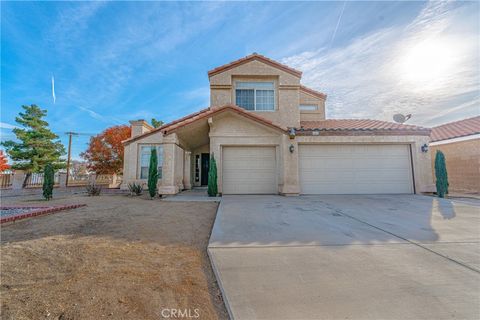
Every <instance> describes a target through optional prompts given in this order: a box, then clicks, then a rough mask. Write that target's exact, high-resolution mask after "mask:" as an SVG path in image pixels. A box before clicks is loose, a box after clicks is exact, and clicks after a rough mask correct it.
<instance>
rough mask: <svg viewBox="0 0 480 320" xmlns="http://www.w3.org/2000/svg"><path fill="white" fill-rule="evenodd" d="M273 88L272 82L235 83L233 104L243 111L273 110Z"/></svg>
mask: <svg viewBox="0 0 480 320" xmlns="http://www.w3.org/2000/svg"><path fill="white" fill-rule="evenodd" d="M274 88H275V86H274V83H273V82H243V81H237V82H236V83H235V103H236V105H237V106H239V107H242V108H244V109H245V110H252V111H273V110H275V89H274Z"/></svg>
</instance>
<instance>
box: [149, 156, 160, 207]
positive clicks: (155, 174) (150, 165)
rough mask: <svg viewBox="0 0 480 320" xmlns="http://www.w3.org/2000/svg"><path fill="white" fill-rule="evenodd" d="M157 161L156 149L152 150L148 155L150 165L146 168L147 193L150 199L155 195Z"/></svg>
mask: <svg viewBox="0 0 480 320" xmlns="http://www.w3.org/2000/svg"><path fill="white" fill-rule="evenodd" d="M157 168H158V159H157V149H156V148H152V152H151V154H150V165H149V167H148V193H149V194H150V197H151V198H153V197H155V194H156V193H157V181H158V169H157Z"/></svg>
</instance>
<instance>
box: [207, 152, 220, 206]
mask: <svg viewBox="0 0 480 320" xmlns="http://www.w3.org/2000/svg"><path fill="white" fill-rule="evenodd" d="M217 194H218V186H217V162H216V161H215V157H214V156H213V153H212V155H211V156H210V167H209V169H208V196H210V197H216V196H217Z"/></svg>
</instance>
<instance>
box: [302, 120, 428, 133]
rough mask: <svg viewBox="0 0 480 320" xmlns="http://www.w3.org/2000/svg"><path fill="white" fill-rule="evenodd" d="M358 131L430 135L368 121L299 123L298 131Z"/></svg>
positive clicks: (374, 120)
mask: <svg viewBox="0 0 480 320" xmlns="http://www.w3.org/2000/svg"><path fill="white" fill-rule="evenodd" d="M302 129H303V130H307V131H312V130H318V131H359V132H368V131H370V132H378V133H382V132H395V133H400V134H401V133H419V134H422V135H425V134H427V135H428V134H430V129H428V128H423V127H419V126H414V125H409V124H400V123H395V122H387V121H380V120H370V119H328V120H321V121H300V131H302Z"/></svg>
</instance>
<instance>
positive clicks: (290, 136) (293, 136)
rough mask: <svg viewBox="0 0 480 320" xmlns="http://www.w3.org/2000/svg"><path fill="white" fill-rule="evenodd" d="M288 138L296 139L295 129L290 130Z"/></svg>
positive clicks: (289, 131) (290, 129)
mask: <svg viewBox="0 0 480 320" xmlns="http://www.w3.org/2000/svg"><path fill="white" fill-rule="evenodd" d="M288 137H289V138H290V139H295V128H290V130H289V131H288ZM292 152H293V151H292Z"/></svg>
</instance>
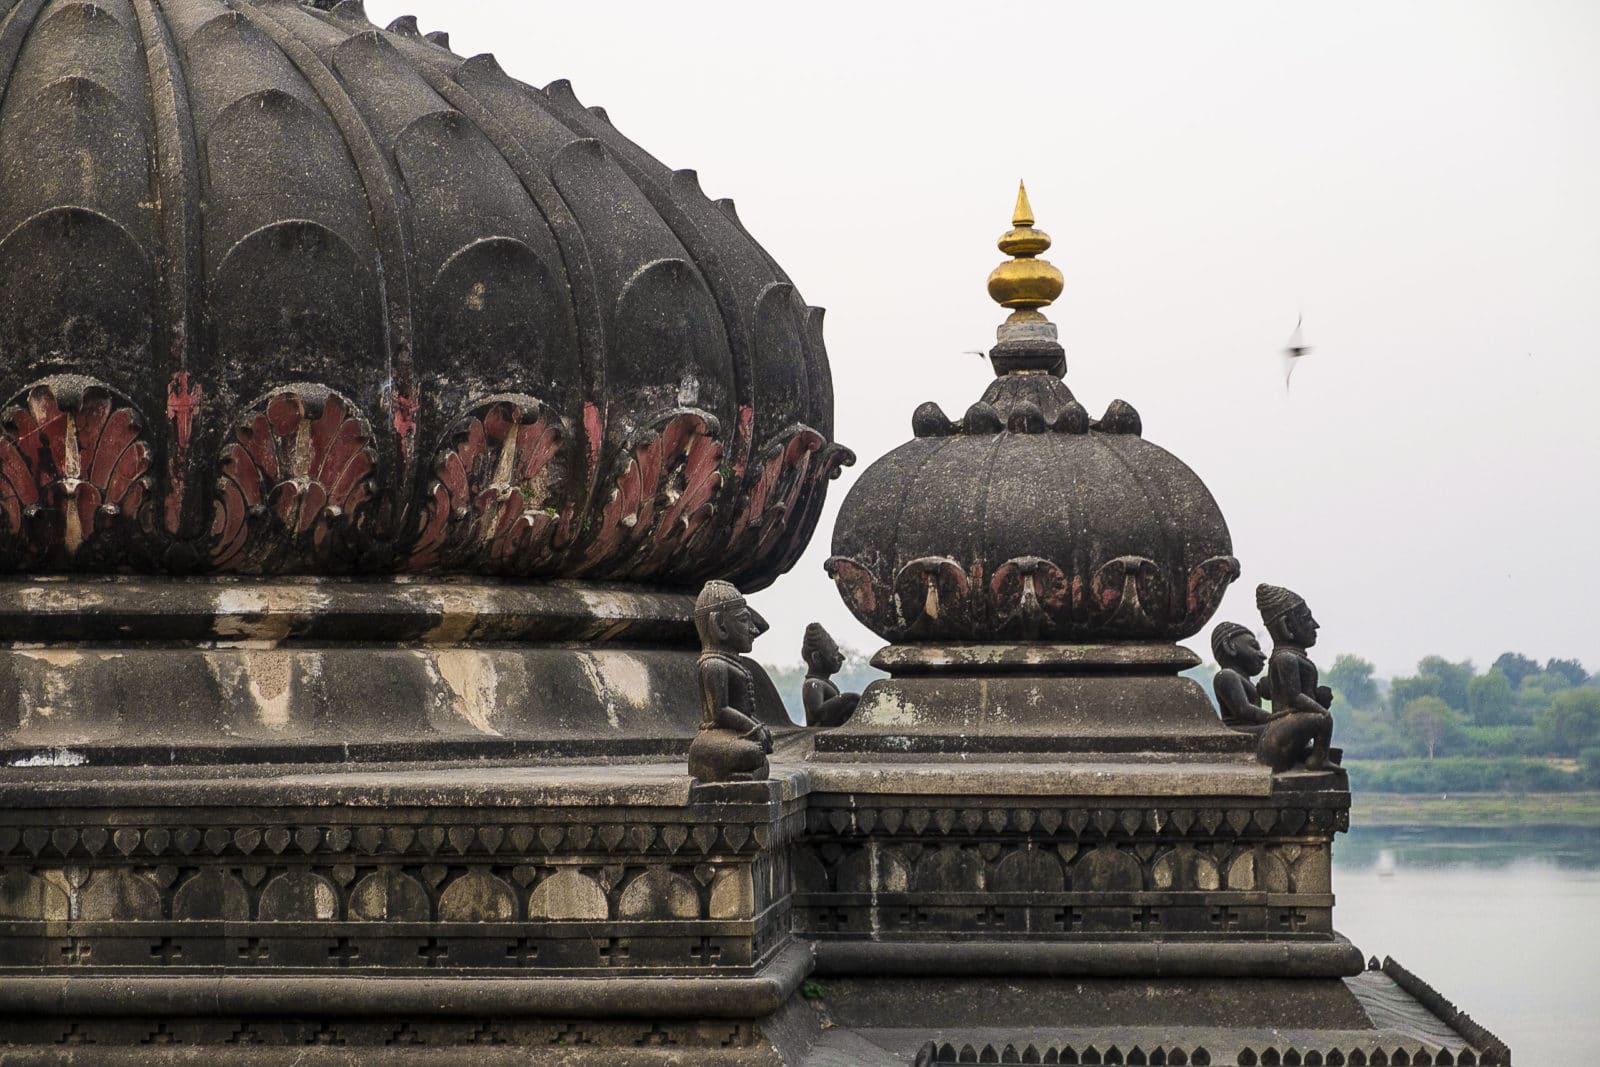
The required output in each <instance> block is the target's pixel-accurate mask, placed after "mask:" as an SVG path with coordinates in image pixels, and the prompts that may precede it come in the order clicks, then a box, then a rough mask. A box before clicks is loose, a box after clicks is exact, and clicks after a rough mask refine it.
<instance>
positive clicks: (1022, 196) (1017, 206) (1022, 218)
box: [1011, 181, 1034, 226]
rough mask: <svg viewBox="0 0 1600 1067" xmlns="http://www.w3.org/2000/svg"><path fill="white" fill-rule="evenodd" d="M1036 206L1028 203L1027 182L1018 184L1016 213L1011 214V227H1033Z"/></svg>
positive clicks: (1012, 213) (1015, 212)
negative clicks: (1034, 215)
mask: <svg viewBox="0 0 1600 1067" xmlns="http://www.w3.org/2000/svg"><path fill="white" fill-rule="evenodd" d="M1032 224H1034V205H1030V203H1029V202H1027V182H1021V181H1019V182H1018V184H1016V211H1013V213H1011V226H1032Z"/></svg>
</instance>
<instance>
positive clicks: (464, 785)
mask: <svg viewBox="0 0 1600 1067" xmlns="http://www.w3.org/2000/svg"><path fill="white" fill-rule="evenodd" d="M0 171H3V174H0V178H3V181H0V357H3V358H0V400H5V398H10V403H5V405H0V563H3V566H5V568H11V569H14V571H16V573H18V574H19V577H18V579H16V581H11V582H0V1064H77V1065H80V1067H82V1065H96V1067H99V1065H104V1064H141V1065H144V1064H218V1062H222V1064H240V1065H242V1067H248V1065H250V1064H299V1065H306V1064H312V1065H315V1064H330V1065H331V1064H341V1065H349V1064H418V1065H422V1064H464V1065H470V1067H498V1065H501V1064H560V1065H565V1067H578V1065H581V1064H650V1065H658V1064H659V1065H666V1064H675V1065H686V1064H696V1065H704V1064H773V1065H778V1064H814V1065H822V1064H834V1065H845V1064H851V1065H864V1064H910V1062H920V1064H931V1062H974V1061H976V1062H1013V1061H1016V1062H1069V1064H1107V1062H1123V1064H1136V1062H1146V1064H1155V1062H1165V1064H1224V1062H1234V1064H1267V1062H1285V1064H1286V1062H1302V1064H1310V1062H1318V1059H1315V1057H1320V1062H1323V1064H1333V1062H1344V1064H1357V1062H1368V1064H1376V1062H1382V1061H1381V1059H1379V1051H1378V1049H1382V1056H1384V1057H1387V1062H1410V1064H1421V1062H1429V1064H1438V1062H1450V1064H1462V1062H1506V1061H1507V1059H1509V1053H1507V1051H1506V1049H1504V1046H1502V1045H1501V1043H1499V1041H1496V1040H1494V1038H1493V1035H1490V1033H1488V1032H1485V1030H1482V1027H1477V1025H1475V1024H1474V1022H1472V1021H1470V1019H1466V1017H1464V1016H1462V1014H1459V1013H1456V1011H1454V1009H1453V1008H1451V1006H1450V1005H1448V1003H1445V1001H1443V1000H1442V998H1440V997H1438V995H1437V993H1435V992H1434V990H1430V989H1429V987H1426V985H1424V984H1421V982H1419V981H1416V979H1414V976H1410V974H1408V973H1405V971H1403V969H1400V968H1395V966H1386V968H1384V971H1382V974H1373V973H1362V969H1360V955H1358V953H1357V950H1355V947H1354V945H1350V944H1349V942H1347V941H1344V939H1342V937H1341V936H1339V934H1338V933H1336V931H1334V923H1333V902H1334V901H1333V893H1331V849H1333V841H1334V837H1336V833H1338V832H1339V830H1342V829H1344V827H1346V824H1347V816H1349V790H1347V782H1346V777H1344V773H1342V771H1339V769H1338V768H1336V766H1330V768H1317V766H1315V765H1314V768H1312V769H1298V771H1288V773H1272V771H1270V769H1269V768H1264V766H1261V765H1258V763H1256V761H1254V760H1253V752H1251V744H1253V742H1251V739H1250V737H1246V736H1243V734H1238V733H1237V731H1232V729H1227V728H1226V726H1224V725H1222V723H1221V721H1218V718H1216V715H1213V713H1211V712H1210V705H1208V704H1206V701H1205V696H1203V693H1200V689H1198V686H1195V685H1194V683H1190V681H1187V680H1184V678H1181V677H1179V672H1181V670H1184V669H1186V667H1189V665H1192V664H1194V662H1195V657H1194V656H1192V654H1190V653H1189V651H1187V649H1182V648H1179V646H1178V645H1176V643H1174V641H1178V640H1182V638H1186V637H1189V635H1192V633H1194V632H1197V630H1198V629H1200V625H1202V624H1203V622H1205V621H1206V619H1208V617H1210V614H1211V611H1213V608H1214V606H1216V601H1218V598H1219V597H1221V595H1222V590H1224V589H1226V585H1227V584H1229V582H1230V581H1234V579H1235V577H1237V576H1238V573H1240V569H1238V561H1237V560H1234V558H1232V555H1230V550H1232V549H1230V541H1229V533H1227V526H1226V523H1224V522H1222V517H1221V510H1219V509H1218V507H1216V502H1214V501H1213V499H1211V496H1210V493H1208V491H1206V490H1205V486H1203V483H1202V482H1200V480H1198V477H1197V475H1195V474H1194V472H1192V470H1189V469H1187V467H1186V466H1184V464H1182V462H1181V461H1178V459H1176V458H1173V456H1171V454H1170V453H1166V451H1163V450H1160V448H1157V446H1155V445H1149V443H1147V442H1144V440H1142V422H1141V419H1139V414H1138V413H1136V411H1134V410H1133V408H1131V406H1130V405H1128V403H1125V402H1120V400H1118V402H1114V403H1110V405H1109V406H1107V408H1106V413H1104V416H1102V418H1099V419H1091V418H1090V416H1088V411H1086V410H1085V406H1083V405H1082V403H1080V402H1078V400H1077V398H1075V397H1074V395H1072V392H1070V390H1069V389H1067V386H1066V384H1064V382H1062V381H1061V376H1062V374H1064V371H1066V358H1064V350H1062V347H1061V346H1059V342H1058V341H1056V328H1054V326H1053V325H1050V323H1048V322H1046V320H1045V318H1043V315H1042V314H1038V310H1037V309H1038V307H1043V306H1046V304H1048V302H1050V301H1053V299H1054V298H1056V296H1059V293H1061V282H1062V278H1061V272H1059V270H1056V269H1054V267H1051V266H1050V264H1048V262H1045V261H1040V259H1037V256H1038V253H1040V251H1043V250H1046V248H1048V246H1050V240H1048V237H1046V235H1045V234H1043V232H1040V230H1037V229H1034V226H1032V222H1034V221H1032V213H1030V208H1029V206H1027V200H1026V195H1021V194H1019V200H1018V211H1016V216H1014V227H1013V230H1011V232H1008V234H1006V235H1005V237H1003V238H1002V242H1000V246H1002V250H1005V251H1006V253H1008V254H1013V256H1014V258H1013V261H1010V262H1008V264H1002V267H1000V269H997V270H995V274H994V275H992V277H990V283H989V290H990V294H992V296H994V298H995V299H997V301H998V302H1002V304H1005V306H1006V307H1008V309H1013V314H1011V318H1010V320H1008V322H1006V323H1005V325H1003V326H1002V328H1000V331H998V344H997V347H995V350H994V352H992V362H994V368H995V373H997V378H995V381H994V382H992V384H990V387H989V389H987V390H986V392H984V395H982V398H981V400H978V402H976V403H974V405H973V406H971V408H970V410H968V411H966V414H965V416H963V418H962V419H958V421H952V419H949V418H947V416H946V414H944V413H941V411H939V410H938V408H936V406H933V405H923V406H922V408H918V410H917V413H915V414H914V418H912V426H914V432H915V440H914V442H910V443H907V445H906V446H902V448H899V450H896V451H894V453H893V454H891V456H888V458H885V459H882V461H880V462H878V464H875V466H874V467H872V469H870V470H869V472H867V474H866V475H864V477H862V478H861V482H859V483H858V485H856V490H854V491H853V493H851V496H850V499H846V502H845V509H843V514H842V520H840V525H838V530H835V557H834V560H830V561H829V568H830V571H832V573H834V576H835V577H837V579H838V584H840V589H842V592H843V593H845V597H846V600H848V601H850V605H851V608H853V609H854V611H856V614H858V616H859V617H862V619H864V621H866V622H867V624H869V625H872V627H874V629H875V630H877V632H878V633H882V635H885V637H886V638H888V640H893V641H896V645H894V646H891V648H888V649H885V651H883V653H882V656H880V662H882V664H885V665H886V667H888V669H890V672H891V678H890V680H888V681H880V683H875V685H874V686H870V688H869V689H867V693H864V694H862V697H861V701H859V707H858V709H856V712H854V715H851V717H850V720H848V723H846V725H843V726H840V728H837V729H829V731H816V729H797V728H789V726H787V720H786V718H784V713H782V705H781V701H779V696H778V694H776V693H774V691H773V686H771V681H770V678H768V677H766V675H765V672H762V669H760V667H758V665H757V664H755V662H754V661H750V659H749V657H747V656H746V653H749V651H750V641H752V640H754V637H755V635H757V633H758V632H760V630H762V629H765V627H763V624H762V621H760V619H758V617H757V616H755V614H754V613H750V611H749V609H747V606H746V605H744V603H742V598H739V595H738V592H736V590H734V589H733V587H731V585H728V584H726V582H723V581H714V579H734V581H738V582H741V584H744V585H746V587H747V589H758V587H762V585H766V584H768V582H771V581H773V579H774V577H776V576H779V574H781V573H782V571H786V569H787V568H789V566H790V565H792V563H794V561H795V558H798V555H800V552H802V550H803V549H805V544H806V541H808V539H810V536H811V533H813V528H814V525H816V522H818V515H819V512H821V507H822V499H824V493H826V486H827V482H829V480H830V478H832V477H834V475H837V474H838V469H840V466H842V464H845V462H850V459H851V456H850V453H848V450H843V448H842V446H838V445H837V443H834V442H832V440H830V438H832V386H830V379H829V373H827V362H826V355H824V352H822V344H821V314H819V312H818V310H816V309H808V307H806V306H805V304H803V302H802V301H800V298H798V296H797V294H795V290H794V286H792V285H790V283H789V280H787V278H786V277H784V275H782V272H781V270H779V269H778V267H776V266H774V264H773V262H771V261H770V258H768V256H766V254H765V253H763V251H762V250H760V248H758V246H757V245H755V243H754V242H752V240H750V237H749V235H747V234H746V232H744V229H742V227H741V224H739V222H738V218H736V216H734V213H733V210H731V205H730V203H726V202H715V203H714V202H710V200H707V198H706V197H704V195H702V194H701V190H699V187H698V182H696V179H694V176H693V173H690V171H677V173H669V171H667V170H666V168H664V166H661V165H659V163H658V162H656V160H653V158H651V157H648V155H645V154H643V152H642V150H640V149H638V147H637V146H634V144H630V142H629V141H626V139H624V138H622V136H621V134H618V133H616V130H614V128H613V126H611V125H610V122H608V120H606V117H605V112H602V110H598V109H586V107H582V106H581V104H579V102H578V101H576V98H574V96H573V93H571V86H568V85H565V83H554V85H552V86H549V88H547V90H544V91H539V90H533V88H530V86H526V85H523V83H520V82H515V80H512V78H510V77H509V75H506V74H504V72H502V70H499V67H498V66H496V64H494V61H493V58H486V56H478V58H474V59H461V58H458V56H454V54H453V53H451V51H450V45H448V38H445V37H443V35H440V34H429V35H422V34H421V32H419V29H418V26H416V22H414V19H408V18H402V19H397V21H395V22H394V24H390V26H389V27H387V29H384V30H379V29H378V27H374V26H371V24H370V22H368V21H366V16H365V10H363V8H362V5H360V0H341V2H338V3H333V2H331V0H307V2H294V0H93V2H78V0H0ZM702 585H704V592H706V595H707V600H706V603H704V605H702V606H706V608H707V609H704V611H696V609H694V608H693V605H691V600H690V595H691V593H693V592H694V590H698V589H701V587H702ZM696 629H698V630H699V632H698V633H696ZM698 638H699V640H698ZM1301 645H1306V641H1301ZM824 651H826V649H824ZM834 659H835V657H829V656H821V657H818V662H814V664H811V665H813V694H811V696H813V697H816V696H821V697H822V699H821V701H816V699H808V707H811V705H813V704H814V705H816V707H818V710H819V712H821V709H822V707H824V705H827V701H830V699H838V697H834V696H832V694H829V691H827V688H826V685H827V683H826V681H818V680H819V678H822V677H824V675H826V673H827V667H829V665H830V664H832V662H834ZM1307 678H1309V675H1307ZM1314 681H1315V680H1314V678H1310V680H1309V683H1307V685H1306V686H1302V688H1306V689H1307V691H1312V693H1314V689H1312V688H1310V686H1312V685H1314ZM1274 696H1275V697H1277V694H1274ZM1323 705H1325V702H1323ZM842 717H843V705H832V709H830V710H829V712H826V713H819V720H826V721H829V723H835V721H838V718H842ZM691 737H694V739H696V744H694V745H691V741H690V739H691ZM768 755H770V758H768ZM686 771H693V773H694V777H691V774H690V773H686ZM696 779H698V781H696ZM733 779H747V781H733ZM1296 1057H1298V1059H1296ZM1336 1057H1339V1059H1336ZM1360 1057H1365V1061H1363V1059H1360Z"/></svg>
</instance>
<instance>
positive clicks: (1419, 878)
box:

▶ **Exercise objective**
Locate each line above that contains the word "prompts" and copy those lines in full. Case counts.

▶ **Answer**
Every <instance> describes a target through optional prompts given in this order: a box, then clicks, then a rough mask. Write that target's exact, high-resolution mask after "mask:" as an SVG path in image pixels. A box before clicks is loose, a box after clicks is exact, and clicks after a rough mask correct it.
The required output in each <instance> block is the target's pixel-accurate mask, placed after "mask:" as an SVG path with coordinates in image pixels, and the prompts that may precede it come in the order clicks, then a box, then a rough mask. A box before clicks is loose, a box after clicks is exact, and clicks after a rough mask refine it.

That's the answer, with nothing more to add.